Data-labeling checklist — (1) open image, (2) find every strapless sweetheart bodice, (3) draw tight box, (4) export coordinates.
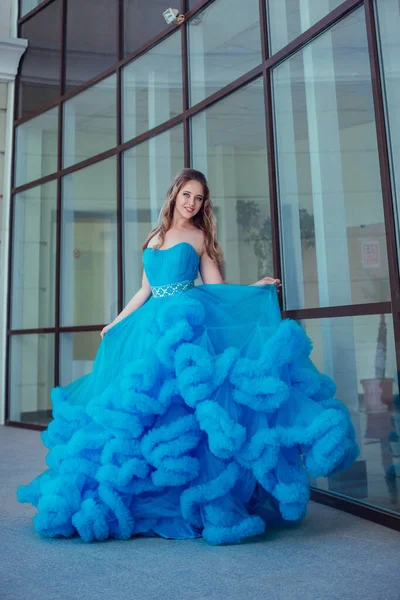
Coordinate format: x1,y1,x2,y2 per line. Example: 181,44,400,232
143,242,200,287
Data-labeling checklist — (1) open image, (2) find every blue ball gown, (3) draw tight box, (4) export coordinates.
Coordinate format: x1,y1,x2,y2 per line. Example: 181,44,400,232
17,242,358,544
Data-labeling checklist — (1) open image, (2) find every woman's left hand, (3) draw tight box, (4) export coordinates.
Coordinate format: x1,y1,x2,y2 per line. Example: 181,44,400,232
253,277,282,289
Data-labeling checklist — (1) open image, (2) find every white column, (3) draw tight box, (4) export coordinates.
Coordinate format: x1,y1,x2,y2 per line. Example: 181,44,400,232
148,70,172,227
300,0,360,438
0,29,27,425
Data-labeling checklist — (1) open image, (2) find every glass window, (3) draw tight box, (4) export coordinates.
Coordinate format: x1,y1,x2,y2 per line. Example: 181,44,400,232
303,314,400,511
60,331,101,386
61,157,118,325
11,181,57,329
9,333,54,425
124,0,170,54
63,75,117,168
123,125,184,304
123,32,183,141
18,0,61,117
273,8,390,309
15,108,58,186
376,0,400,274
266,0,343,54
66,0,118,90
188,0,261,106
192,79,273,284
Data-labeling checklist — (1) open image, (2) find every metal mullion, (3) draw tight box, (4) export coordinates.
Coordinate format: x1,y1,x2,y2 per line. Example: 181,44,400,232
264,69,283,310
5,419,47,431
311,486,400,531
8,323,108,336
282,301,392,320
54,0,67,386
116,67,124,312
117,0,125,62
186,0,215,19
181,0,190,167
365,0,400,372
259,0,268,62
18,0,56,25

^^^^^^^^^^^^^^^^

§ **What the exercise asks**: Reproduce the lines from the one holding "Data-labeling checklist — (1) open image, (2) find every woman's" through the end of the records, both ends included.

§ **Written response**:
Data-labeling checklist — (1) open image, (2) find every woman's left hand, (3) draw tight box, (4) export coordinates.
Coordinate format: x1,y1,x2,y2 per line. Example: 181,44,400,232
253,277,282,289
Data-labeling checklist — (1) open image, (2) find every white column, (3) draw tight box, (4) export coordinates.
Coordinate format: x1,y1,x2,y2 per line. Example: 181,44,400,232
148,70,172,227
300,0,360,438
0,29,27,425
Data-labeling checklist — (1) open image, (2) find every glass window, (3) draw tight box, (4) export coordinates.
Coordinate format: x1,y1,x2,y2 per line. Example: 181,44,400,232
303,314,400,511
60,331,101,386
61,157,118,325
11,181,57,329
9,333,54,425
124,0,170,54
63,75,117,168
123,125,184,304
123,32,183,141
18,0,61,117
273,8,390,309
15,108,58,186
376,0,400,274
266,0,343,54
66,0,118,90
188,0,261,106
192,79,273,284
Data-labeling checklist — (1) open image, (2) find every metal mullion, (3) draw tight box, (4) export coordinates.
Coordinate format: x1,y1,x2,y2 per line. Example: 181,44,400,232
264,69,283,310
5,419,47,431
311,486,400,531
8,323,108,336
282,301,392,320
54,0,67,386
116,67,124,312
117,0,125,62
186,0,215,19
181,0,190,167
365,0,400,372
259,0,268,62
18,0,56,25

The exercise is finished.